▶ **What the task requires**: Filter the records below and copy each line that includes the string "screen". Case counts.

## start Data to use

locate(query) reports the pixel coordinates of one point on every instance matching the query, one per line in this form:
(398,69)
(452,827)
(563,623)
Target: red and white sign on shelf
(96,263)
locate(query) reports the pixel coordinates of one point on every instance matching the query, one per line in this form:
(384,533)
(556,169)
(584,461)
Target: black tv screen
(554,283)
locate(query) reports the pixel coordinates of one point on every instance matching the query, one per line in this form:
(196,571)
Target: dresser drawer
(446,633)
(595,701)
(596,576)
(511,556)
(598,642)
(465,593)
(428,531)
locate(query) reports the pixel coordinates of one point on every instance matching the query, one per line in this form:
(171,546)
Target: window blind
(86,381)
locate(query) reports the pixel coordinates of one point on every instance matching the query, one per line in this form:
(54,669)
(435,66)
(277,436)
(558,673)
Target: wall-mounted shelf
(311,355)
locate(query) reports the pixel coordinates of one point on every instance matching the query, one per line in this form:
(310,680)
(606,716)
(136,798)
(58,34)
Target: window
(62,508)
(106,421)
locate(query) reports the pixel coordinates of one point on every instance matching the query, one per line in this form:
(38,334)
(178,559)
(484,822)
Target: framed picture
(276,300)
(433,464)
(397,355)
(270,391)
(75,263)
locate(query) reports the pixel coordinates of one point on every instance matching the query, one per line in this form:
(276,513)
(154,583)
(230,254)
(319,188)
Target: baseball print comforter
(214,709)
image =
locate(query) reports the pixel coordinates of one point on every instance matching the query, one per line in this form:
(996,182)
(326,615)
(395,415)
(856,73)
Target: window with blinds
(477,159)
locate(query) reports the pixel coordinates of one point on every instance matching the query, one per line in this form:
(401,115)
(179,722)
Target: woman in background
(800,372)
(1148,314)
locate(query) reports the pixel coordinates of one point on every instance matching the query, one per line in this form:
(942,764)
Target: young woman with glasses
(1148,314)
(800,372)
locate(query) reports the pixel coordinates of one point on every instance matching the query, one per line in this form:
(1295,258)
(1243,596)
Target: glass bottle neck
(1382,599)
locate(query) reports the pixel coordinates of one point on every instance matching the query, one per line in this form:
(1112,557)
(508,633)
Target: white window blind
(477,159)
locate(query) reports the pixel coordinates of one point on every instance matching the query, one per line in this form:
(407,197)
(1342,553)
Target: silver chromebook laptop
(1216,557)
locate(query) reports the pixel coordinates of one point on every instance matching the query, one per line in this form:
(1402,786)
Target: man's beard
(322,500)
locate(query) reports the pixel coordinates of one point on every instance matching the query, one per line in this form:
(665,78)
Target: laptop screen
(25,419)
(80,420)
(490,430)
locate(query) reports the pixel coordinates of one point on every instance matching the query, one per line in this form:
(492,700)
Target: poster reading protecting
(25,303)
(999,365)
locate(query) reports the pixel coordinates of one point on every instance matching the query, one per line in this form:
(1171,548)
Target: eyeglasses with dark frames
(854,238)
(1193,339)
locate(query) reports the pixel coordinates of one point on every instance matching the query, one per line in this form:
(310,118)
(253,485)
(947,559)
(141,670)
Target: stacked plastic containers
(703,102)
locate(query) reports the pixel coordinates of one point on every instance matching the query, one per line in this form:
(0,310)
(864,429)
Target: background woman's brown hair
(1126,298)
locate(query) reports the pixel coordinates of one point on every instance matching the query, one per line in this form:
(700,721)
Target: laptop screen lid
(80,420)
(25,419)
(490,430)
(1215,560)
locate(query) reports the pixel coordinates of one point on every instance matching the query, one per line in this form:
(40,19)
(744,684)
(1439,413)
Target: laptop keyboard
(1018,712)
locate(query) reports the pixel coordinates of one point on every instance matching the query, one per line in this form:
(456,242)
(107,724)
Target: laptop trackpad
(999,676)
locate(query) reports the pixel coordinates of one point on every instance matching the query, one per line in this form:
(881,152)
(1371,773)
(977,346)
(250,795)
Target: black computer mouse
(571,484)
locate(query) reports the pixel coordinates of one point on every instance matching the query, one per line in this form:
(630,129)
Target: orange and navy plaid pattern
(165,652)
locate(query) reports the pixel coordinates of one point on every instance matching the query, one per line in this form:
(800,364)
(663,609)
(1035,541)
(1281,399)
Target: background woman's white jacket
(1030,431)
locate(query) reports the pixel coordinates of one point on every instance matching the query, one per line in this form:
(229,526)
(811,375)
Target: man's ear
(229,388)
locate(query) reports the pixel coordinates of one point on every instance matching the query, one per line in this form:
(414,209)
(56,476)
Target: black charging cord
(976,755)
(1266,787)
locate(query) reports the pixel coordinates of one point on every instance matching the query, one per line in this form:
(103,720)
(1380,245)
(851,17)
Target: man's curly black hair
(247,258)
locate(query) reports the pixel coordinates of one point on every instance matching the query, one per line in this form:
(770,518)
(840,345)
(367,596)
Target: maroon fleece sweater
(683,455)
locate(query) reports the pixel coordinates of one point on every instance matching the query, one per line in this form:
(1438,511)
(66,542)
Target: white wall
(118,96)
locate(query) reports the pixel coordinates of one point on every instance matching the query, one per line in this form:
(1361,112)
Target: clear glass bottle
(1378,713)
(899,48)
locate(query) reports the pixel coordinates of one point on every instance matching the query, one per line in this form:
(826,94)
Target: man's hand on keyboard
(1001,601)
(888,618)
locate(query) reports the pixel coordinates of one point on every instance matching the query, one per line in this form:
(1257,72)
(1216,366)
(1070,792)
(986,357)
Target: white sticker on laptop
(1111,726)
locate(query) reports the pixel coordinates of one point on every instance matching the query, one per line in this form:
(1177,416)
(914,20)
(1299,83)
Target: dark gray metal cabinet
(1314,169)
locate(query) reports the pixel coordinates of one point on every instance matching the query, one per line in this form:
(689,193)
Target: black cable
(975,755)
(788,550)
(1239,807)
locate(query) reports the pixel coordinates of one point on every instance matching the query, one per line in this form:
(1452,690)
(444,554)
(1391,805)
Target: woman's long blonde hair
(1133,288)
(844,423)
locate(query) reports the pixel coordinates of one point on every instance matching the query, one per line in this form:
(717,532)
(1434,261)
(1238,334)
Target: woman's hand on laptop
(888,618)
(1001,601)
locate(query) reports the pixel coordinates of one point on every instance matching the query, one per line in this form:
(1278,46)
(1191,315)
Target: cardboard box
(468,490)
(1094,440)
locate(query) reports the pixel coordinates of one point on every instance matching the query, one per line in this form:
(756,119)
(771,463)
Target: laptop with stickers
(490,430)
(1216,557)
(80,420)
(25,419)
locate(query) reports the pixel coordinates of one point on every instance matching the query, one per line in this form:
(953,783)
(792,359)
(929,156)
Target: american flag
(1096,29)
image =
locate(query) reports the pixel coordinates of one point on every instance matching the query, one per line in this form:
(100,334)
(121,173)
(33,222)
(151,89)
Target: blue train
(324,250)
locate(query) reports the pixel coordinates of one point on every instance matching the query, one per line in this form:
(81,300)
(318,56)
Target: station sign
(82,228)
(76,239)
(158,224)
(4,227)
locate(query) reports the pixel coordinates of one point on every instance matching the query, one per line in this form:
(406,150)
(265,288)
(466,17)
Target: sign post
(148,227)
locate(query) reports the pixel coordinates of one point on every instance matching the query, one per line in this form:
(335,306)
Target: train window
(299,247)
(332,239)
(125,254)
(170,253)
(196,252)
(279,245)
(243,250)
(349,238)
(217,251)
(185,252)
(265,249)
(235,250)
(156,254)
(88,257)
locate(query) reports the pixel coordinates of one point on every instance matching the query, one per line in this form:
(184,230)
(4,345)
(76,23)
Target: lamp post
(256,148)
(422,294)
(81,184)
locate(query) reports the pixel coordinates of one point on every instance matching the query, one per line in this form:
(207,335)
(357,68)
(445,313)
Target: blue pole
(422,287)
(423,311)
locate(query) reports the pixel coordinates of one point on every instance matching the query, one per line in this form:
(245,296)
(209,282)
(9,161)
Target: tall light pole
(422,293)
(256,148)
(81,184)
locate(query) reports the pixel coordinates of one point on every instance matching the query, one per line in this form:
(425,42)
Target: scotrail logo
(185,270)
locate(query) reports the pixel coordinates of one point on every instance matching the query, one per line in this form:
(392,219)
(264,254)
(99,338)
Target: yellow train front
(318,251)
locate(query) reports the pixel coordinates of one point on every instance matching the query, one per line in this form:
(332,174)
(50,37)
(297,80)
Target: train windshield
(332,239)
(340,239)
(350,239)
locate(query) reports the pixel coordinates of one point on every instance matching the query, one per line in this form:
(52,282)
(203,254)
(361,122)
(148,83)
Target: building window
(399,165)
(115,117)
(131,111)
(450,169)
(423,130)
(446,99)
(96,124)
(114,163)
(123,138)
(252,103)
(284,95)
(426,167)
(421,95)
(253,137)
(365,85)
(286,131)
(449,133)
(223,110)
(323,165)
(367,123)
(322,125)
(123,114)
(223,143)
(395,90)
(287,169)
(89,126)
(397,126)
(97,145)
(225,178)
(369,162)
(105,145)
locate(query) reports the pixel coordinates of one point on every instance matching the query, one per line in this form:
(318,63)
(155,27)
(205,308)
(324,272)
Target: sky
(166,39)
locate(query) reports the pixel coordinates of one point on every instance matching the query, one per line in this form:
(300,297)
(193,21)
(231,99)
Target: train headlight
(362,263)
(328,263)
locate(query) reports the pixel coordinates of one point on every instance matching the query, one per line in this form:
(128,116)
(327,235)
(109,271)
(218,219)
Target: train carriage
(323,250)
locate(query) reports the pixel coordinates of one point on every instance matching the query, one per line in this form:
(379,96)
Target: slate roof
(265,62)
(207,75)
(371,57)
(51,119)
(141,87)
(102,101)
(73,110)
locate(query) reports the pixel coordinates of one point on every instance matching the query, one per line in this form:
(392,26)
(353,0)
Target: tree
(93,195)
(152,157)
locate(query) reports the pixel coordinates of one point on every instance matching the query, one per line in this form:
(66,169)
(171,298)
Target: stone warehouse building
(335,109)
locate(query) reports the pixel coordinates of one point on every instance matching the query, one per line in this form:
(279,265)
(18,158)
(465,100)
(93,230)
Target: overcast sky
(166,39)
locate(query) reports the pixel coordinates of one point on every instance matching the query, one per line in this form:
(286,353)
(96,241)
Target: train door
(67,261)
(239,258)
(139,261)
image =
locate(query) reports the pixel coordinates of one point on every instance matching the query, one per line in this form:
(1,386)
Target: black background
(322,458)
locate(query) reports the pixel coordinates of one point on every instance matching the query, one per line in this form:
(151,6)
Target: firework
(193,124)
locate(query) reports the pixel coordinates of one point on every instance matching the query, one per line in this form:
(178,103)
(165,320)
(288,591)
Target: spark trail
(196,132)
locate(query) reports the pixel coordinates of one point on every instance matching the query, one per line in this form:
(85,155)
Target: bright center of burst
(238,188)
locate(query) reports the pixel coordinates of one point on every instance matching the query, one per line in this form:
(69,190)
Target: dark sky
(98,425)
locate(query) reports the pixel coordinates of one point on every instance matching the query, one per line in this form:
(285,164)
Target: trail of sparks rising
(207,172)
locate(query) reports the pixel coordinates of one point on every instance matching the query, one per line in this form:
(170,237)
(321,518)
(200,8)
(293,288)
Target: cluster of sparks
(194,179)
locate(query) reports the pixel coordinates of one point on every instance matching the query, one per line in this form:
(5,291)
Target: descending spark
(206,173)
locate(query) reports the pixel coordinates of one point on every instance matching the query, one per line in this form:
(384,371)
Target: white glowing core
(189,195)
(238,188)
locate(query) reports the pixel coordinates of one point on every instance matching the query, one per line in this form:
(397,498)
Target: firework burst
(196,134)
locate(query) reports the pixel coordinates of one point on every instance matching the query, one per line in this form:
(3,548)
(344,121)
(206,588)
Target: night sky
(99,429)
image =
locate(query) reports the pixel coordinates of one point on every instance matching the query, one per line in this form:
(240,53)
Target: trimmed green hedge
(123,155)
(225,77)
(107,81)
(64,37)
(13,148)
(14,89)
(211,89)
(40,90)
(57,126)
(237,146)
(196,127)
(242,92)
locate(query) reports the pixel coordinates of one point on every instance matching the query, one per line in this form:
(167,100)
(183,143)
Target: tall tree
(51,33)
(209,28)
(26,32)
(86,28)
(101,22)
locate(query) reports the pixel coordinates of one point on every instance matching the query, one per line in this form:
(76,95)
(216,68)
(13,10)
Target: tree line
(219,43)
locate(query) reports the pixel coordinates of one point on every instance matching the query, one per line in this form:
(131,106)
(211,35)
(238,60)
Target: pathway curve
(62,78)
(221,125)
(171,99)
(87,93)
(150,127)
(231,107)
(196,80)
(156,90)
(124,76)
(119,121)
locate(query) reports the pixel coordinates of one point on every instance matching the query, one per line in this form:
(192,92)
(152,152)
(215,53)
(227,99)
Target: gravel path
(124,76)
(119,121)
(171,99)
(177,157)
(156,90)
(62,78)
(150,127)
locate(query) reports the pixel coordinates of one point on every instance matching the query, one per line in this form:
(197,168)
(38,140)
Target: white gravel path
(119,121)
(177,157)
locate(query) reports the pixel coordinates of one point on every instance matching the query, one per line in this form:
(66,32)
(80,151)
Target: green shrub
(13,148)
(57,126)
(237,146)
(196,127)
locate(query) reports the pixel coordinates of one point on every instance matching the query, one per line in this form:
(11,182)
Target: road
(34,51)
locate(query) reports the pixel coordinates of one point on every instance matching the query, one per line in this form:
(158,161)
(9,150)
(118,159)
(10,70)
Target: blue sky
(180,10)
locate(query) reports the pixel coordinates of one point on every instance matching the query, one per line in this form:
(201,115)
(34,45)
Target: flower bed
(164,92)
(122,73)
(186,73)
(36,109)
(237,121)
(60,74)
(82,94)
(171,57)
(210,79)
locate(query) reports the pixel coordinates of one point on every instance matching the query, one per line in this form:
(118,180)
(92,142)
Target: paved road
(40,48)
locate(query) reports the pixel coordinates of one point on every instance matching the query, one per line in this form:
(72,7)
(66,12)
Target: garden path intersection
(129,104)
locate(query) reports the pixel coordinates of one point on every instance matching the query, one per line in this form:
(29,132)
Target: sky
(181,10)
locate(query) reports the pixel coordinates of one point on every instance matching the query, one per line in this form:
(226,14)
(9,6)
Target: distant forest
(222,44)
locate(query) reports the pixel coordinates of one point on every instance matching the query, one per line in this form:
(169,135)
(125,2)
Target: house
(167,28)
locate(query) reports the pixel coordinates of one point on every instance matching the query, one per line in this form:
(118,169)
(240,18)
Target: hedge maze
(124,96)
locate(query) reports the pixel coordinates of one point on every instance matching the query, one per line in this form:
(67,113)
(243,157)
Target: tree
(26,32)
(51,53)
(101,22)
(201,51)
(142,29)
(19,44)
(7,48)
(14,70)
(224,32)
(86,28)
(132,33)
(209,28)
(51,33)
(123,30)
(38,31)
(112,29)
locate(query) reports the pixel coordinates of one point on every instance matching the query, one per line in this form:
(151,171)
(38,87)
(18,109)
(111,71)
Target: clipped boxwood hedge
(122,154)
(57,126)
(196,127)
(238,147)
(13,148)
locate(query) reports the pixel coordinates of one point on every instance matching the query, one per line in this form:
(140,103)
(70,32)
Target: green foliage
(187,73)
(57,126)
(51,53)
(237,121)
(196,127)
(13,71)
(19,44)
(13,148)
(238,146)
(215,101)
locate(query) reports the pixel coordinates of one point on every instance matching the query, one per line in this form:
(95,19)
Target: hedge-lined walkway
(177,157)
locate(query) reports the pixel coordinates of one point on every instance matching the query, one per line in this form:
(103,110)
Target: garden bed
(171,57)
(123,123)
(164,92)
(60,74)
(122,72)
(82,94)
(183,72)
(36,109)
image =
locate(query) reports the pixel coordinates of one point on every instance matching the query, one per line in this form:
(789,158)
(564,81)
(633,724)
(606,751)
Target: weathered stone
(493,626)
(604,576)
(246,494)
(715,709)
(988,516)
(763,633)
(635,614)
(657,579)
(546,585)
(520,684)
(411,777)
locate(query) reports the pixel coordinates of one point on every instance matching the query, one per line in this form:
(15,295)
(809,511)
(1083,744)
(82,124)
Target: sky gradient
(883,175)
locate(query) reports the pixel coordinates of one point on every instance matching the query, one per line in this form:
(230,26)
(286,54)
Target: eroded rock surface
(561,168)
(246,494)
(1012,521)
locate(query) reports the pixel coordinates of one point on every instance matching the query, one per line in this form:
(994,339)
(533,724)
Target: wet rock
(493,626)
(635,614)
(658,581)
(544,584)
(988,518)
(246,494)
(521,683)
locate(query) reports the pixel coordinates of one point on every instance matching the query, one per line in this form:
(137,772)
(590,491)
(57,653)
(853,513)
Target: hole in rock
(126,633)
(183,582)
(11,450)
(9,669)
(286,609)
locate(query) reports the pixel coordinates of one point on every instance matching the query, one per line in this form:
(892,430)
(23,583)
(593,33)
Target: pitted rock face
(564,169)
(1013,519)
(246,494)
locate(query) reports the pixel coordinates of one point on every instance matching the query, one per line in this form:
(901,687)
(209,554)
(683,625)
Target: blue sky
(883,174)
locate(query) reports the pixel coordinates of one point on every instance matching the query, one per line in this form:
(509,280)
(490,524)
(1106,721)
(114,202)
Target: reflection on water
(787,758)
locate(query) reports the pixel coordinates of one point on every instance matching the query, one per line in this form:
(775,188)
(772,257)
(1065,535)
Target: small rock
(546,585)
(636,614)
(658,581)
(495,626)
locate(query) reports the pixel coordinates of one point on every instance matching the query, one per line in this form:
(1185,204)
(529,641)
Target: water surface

## end Data to use

▶ **The answer**:
Target: black tv screen
Target: laptop screen
Target: laptop screen lid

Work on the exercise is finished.